§ WORK TASK: Where does the string "paper" appear in the records? Copy each line that holds it.

________________

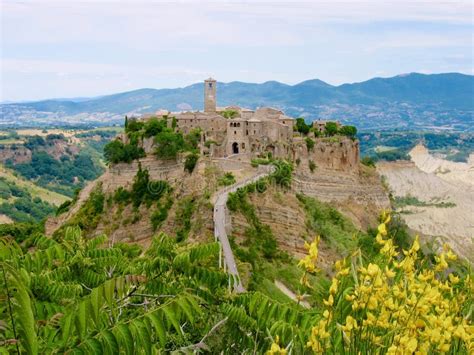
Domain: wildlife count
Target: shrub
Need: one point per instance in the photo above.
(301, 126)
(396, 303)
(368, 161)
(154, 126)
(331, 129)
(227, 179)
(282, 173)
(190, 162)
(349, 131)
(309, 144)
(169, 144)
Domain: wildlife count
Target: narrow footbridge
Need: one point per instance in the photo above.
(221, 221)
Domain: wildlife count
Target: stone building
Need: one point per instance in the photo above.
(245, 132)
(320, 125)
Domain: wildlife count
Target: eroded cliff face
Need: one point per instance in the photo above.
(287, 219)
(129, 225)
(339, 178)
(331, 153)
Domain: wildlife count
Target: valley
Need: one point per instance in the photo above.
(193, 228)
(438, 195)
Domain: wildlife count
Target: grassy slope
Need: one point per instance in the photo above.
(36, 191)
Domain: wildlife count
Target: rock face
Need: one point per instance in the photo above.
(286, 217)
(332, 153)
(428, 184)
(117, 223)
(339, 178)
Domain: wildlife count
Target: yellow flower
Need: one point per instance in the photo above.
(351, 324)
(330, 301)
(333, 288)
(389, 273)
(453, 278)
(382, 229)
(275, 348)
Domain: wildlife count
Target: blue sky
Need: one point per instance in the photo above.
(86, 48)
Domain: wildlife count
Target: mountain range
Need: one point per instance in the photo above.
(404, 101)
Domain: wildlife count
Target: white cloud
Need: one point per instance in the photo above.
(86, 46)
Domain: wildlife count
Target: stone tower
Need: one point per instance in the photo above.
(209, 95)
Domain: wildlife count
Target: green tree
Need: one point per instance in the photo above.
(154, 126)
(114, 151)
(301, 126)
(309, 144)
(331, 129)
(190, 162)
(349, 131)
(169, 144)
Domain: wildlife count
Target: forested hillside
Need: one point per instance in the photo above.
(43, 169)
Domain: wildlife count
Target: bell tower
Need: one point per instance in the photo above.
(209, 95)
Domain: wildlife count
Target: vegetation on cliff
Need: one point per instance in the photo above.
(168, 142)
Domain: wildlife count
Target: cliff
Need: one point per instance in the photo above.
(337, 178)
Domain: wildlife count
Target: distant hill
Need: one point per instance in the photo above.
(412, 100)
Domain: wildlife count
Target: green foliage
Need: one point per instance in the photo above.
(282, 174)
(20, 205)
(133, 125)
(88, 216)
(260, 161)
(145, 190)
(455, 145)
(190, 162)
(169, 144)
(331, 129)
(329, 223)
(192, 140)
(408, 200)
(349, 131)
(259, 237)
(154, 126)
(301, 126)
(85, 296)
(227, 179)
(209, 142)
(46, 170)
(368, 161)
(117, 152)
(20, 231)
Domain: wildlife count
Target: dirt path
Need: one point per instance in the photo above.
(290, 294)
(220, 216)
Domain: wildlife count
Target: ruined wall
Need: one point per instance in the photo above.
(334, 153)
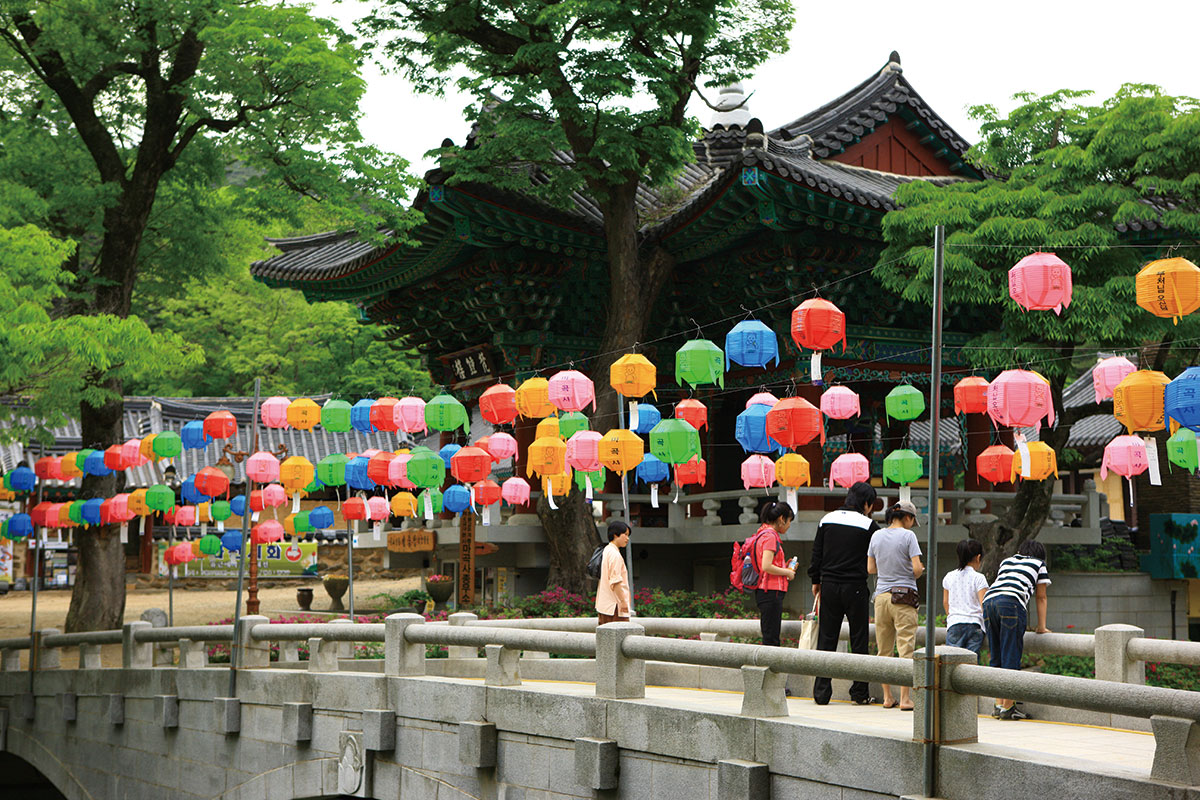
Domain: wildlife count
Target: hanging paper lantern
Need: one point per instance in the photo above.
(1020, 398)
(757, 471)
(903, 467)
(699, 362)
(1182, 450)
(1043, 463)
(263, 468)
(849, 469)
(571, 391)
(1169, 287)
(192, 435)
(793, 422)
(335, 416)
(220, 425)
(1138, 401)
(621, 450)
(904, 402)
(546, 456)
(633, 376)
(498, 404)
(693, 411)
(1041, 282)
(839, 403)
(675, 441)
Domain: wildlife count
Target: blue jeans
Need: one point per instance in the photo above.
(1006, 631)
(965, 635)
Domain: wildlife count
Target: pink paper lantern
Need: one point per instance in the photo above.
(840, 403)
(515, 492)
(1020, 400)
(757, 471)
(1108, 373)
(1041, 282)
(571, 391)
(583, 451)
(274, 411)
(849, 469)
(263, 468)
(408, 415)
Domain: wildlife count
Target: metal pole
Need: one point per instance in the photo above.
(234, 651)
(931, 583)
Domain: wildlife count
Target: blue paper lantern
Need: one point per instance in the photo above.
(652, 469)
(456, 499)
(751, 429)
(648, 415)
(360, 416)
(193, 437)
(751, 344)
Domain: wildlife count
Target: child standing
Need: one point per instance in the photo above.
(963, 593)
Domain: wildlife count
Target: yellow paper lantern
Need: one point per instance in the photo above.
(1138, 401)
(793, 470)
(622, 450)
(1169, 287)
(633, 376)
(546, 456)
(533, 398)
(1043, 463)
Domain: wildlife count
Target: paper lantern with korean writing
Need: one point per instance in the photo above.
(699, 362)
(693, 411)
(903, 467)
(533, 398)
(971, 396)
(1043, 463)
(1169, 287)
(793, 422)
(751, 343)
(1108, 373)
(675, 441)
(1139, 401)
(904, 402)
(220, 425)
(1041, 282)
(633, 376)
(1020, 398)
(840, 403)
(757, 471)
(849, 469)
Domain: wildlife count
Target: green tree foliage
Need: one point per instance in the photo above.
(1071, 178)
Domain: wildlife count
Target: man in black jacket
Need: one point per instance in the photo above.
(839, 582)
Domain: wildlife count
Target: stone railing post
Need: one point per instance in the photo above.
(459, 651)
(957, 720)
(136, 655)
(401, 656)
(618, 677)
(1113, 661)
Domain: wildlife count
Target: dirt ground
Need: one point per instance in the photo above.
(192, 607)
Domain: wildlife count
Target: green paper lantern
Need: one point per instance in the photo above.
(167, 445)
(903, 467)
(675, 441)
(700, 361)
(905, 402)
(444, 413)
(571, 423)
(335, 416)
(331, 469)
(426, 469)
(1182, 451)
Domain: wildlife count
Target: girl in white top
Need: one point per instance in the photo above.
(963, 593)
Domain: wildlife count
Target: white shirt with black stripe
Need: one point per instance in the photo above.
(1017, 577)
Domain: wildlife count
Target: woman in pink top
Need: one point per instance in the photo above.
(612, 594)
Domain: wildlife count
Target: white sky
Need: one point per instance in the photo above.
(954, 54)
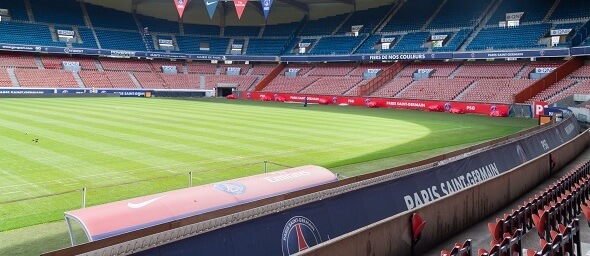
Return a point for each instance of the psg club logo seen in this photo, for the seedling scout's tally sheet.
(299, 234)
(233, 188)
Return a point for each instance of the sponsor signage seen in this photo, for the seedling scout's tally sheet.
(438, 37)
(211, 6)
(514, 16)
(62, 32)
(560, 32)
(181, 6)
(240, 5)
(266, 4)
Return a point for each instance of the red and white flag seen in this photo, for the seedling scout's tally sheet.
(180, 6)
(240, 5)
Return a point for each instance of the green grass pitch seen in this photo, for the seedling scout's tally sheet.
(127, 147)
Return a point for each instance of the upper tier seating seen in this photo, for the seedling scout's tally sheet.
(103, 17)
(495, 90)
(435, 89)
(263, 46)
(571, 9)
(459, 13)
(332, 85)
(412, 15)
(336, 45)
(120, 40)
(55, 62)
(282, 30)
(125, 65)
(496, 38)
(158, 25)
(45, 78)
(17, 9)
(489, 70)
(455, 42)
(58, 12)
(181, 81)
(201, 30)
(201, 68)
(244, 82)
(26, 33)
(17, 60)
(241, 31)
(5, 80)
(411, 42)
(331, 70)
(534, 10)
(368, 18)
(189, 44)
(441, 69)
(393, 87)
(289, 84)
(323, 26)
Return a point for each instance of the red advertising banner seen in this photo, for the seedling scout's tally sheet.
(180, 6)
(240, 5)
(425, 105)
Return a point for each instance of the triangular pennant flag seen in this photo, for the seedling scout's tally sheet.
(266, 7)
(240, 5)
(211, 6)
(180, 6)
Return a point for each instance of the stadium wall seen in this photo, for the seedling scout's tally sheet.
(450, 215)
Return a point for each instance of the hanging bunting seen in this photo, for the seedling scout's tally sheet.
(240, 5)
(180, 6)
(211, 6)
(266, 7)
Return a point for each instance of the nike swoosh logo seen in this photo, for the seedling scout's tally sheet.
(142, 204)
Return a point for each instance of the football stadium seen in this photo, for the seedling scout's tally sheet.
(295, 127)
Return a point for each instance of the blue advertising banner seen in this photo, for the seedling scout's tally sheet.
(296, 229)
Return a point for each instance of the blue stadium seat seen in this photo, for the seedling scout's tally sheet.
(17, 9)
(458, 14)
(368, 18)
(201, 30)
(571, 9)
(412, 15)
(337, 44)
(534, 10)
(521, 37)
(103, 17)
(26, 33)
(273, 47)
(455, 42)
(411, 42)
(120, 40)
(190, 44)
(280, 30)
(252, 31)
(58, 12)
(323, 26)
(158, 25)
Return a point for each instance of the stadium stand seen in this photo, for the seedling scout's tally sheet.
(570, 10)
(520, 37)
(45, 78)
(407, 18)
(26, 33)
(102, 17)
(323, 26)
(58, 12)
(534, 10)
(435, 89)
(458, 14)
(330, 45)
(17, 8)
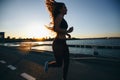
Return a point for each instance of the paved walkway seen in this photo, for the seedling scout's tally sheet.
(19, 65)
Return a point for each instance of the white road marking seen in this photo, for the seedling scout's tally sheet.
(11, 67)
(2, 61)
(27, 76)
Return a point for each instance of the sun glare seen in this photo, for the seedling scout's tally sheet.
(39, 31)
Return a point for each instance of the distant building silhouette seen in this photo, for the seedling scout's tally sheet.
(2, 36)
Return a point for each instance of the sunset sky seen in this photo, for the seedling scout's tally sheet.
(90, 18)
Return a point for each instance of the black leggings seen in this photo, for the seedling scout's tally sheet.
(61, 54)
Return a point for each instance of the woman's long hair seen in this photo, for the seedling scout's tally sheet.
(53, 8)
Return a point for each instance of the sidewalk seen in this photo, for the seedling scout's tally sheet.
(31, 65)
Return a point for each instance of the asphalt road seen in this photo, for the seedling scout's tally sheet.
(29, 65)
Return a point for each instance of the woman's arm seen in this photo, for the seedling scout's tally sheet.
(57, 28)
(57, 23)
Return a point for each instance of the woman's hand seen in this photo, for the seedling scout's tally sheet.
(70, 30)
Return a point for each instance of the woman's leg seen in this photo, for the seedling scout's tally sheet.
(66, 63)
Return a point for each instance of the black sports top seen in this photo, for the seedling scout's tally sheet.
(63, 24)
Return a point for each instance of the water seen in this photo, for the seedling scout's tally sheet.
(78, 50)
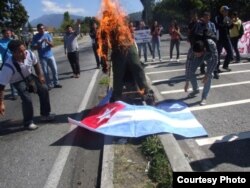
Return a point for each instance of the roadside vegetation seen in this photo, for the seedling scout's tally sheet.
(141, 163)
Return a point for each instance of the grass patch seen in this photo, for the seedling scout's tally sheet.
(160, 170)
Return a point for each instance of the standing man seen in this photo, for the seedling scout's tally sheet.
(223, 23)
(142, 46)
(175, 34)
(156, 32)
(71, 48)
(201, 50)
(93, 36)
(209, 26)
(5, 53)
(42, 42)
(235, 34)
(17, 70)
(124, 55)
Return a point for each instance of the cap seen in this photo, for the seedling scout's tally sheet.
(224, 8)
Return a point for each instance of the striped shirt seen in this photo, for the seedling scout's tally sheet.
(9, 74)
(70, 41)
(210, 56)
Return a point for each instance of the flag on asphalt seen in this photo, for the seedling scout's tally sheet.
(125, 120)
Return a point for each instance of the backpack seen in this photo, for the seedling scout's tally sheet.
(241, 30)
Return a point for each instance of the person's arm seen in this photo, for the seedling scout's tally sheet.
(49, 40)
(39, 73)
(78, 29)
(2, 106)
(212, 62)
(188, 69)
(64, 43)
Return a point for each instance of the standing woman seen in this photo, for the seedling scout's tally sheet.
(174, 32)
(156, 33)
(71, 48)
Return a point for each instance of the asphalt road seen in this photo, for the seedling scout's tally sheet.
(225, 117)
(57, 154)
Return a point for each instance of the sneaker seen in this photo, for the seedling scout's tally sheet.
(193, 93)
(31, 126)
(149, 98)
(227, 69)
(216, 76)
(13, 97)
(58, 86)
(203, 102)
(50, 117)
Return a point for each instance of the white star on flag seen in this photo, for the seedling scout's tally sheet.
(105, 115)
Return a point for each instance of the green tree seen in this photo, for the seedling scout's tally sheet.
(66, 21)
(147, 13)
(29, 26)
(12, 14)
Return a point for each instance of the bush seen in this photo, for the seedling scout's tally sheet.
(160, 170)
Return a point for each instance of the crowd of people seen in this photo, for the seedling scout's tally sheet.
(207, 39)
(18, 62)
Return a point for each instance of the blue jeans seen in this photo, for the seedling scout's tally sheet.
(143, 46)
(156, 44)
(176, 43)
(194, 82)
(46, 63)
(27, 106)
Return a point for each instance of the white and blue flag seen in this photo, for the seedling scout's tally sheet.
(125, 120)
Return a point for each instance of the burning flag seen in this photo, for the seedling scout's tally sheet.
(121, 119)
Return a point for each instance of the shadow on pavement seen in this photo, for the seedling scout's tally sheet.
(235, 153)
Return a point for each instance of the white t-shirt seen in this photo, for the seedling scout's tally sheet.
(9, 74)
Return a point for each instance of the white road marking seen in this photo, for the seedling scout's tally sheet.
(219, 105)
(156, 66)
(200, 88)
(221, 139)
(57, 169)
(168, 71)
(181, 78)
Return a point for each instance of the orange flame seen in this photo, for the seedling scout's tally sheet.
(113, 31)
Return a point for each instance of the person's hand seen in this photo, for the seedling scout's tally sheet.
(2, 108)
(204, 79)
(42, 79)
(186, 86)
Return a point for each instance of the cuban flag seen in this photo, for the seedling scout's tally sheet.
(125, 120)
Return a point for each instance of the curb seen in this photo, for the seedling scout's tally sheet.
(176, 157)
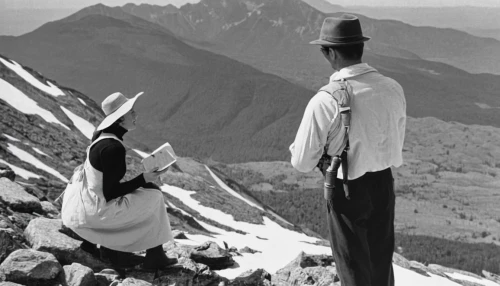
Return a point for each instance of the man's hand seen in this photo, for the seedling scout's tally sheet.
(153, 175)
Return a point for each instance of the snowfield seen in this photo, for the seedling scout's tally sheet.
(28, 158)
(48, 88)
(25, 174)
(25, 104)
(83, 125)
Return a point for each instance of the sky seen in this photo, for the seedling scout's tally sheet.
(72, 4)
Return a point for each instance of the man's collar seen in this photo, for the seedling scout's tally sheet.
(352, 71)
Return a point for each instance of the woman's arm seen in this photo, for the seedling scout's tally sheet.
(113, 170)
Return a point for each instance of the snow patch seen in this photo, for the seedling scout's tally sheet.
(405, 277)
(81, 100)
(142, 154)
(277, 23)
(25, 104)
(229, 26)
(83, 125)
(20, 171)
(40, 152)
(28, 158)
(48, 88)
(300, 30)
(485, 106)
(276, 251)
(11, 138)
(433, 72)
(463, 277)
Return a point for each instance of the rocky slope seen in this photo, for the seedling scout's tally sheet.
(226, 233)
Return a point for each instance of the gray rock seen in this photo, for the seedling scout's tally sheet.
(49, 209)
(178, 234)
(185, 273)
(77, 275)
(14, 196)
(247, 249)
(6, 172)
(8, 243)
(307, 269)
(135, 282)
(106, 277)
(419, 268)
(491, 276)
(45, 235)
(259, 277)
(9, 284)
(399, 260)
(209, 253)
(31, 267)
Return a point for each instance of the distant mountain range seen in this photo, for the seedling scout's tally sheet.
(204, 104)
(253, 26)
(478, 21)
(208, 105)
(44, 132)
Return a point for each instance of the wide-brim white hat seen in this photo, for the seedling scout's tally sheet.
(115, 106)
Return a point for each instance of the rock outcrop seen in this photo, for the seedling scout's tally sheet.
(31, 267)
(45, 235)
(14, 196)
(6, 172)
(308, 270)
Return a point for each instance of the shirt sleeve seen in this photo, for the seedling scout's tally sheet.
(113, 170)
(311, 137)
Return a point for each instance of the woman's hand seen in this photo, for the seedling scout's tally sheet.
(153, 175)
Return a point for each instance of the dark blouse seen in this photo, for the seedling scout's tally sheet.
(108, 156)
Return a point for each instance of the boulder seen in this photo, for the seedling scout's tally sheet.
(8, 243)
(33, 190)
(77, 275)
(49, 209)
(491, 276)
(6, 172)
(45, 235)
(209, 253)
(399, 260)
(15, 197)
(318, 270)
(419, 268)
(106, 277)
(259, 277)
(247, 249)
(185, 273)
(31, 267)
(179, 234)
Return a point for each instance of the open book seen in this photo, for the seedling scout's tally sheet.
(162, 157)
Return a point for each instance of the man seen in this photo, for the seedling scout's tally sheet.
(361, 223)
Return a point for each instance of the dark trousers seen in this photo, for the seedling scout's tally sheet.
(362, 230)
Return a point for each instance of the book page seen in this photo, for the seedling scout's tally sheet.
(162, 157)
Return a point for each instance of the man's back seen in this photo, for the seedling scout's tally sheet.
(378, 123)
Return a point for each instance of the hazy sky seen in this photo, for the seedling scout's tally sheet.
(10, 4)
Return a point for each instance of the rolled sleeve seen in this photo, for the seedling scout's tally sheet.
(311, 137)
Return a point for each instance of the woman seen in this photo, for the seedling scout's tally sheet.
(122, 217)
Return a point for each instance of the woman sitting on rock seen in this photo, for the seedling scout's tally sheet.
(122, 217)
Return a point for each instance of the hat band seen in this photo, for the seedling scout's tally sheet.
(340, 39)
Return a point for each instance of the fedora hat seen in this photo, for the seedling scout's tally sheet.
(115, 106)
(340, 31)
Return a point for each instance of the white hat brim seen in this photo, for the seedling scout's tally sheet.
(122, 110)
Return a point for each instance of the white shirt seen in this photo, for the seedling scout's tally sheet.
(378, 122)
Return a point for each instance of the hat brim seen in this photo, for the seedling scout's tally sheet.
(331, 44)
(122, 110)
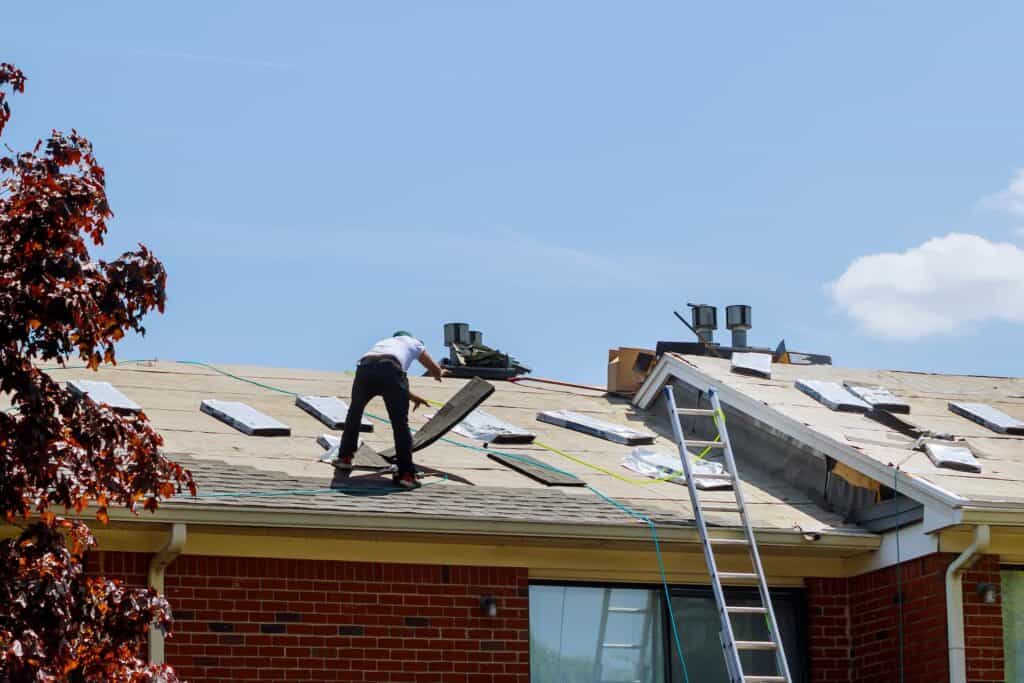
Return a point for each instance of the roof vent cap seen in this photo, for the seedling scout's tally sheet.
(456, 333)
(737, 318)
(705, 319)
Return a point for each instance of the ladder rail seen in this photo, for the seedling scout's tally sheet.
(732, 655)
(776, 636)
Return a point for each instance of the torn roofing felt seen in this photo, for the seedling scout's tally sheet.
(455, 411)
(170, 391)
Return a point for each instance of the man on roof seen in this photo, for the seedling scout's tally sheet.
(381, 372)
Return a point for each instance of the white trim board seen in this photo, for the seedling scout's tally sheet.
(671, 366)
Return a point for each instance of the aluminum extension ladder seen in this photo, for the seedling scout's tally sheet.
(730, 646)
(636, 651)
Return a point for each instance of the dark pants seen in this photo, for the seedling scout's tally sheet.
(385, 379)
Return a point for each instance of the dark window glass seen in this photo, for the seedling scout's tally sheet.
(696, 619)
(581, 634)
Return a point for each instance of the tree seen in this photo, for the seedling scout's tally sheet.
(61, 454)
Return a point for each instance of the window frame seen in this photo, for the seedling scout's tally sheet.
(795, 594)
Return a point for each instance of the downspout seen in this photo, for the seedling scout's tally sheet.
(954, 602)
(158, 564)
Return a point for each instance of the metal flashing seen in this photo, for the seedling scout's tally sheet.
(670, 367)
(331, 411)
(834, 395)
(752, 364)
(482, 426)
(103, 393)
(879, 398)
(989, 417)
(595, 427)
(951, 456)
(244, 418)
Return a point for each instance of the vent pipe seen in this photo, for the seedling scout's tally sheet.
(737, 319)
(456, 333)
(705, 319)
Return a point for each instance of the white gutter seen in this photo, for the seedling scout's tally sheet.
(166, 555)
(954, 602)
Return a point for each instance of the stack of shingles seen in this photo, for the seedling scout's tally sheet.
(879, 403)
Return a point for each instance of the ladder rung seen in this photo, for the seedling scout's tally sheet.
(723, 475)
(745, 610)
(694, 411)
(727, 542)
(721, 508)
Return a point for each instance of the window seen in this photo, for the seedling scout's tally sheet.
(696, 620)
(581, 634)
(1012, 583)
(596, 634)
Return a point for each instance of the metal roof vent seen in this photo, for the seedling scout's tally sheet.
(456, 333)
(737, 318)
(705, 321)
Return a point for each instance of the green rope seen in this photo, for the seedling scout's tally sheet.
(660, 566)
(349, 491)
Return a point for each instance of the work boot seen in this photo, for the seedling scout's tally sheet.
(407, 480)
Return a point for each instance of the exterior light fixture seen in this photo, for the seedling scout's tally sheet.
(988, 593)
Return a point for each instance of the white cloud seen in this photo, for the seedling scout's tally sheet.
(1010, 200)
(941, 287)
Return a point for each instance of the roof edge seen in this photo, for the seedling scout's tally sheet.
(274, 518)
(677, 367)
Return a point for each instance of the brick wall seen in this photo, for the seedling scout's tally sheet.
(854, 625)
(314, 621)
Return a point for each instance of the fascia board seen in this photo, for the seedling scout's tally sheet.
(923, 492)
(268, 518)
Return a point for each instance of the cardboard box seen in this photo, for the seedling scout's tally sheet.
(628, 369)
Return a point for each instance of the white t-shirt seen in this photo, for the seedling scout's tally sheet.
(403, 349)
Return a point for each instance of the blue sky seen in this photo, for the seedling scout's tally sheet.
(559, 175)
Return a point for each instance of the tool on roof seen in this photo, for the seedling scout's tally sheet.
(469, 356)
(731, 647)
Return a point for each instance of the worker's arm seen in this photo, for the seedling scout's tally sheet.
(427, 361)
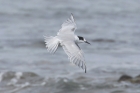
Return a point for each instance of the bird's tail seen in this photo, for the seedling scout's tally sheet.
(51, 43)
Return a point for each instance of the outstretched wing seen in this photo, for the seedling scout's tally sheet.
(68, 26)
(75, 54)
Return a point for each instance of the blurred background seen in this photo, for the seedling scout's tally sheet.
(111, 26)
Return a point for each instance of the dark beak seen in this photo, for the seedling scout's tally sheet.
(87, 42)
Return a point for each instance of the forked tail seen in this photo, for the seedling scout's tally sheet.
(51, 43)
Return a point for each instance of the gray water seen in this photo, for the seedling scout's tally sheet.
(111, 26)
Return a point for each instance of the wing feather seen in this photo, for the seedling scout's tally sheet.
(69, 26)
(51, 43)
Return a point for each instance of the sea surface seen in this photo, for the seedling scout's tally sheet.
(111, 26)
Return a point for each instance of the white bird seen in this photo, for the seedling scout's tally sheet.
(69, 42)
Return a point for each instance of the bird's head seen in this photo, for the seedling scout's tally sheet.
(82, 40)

________________

§ SOLUTION:
Target: hanging paper lantern
Target: pink paper lantern
Target: blue paper lantern
Target: yellow paper lantern
Target: paper lantern with korean writing
Target: green paper lantern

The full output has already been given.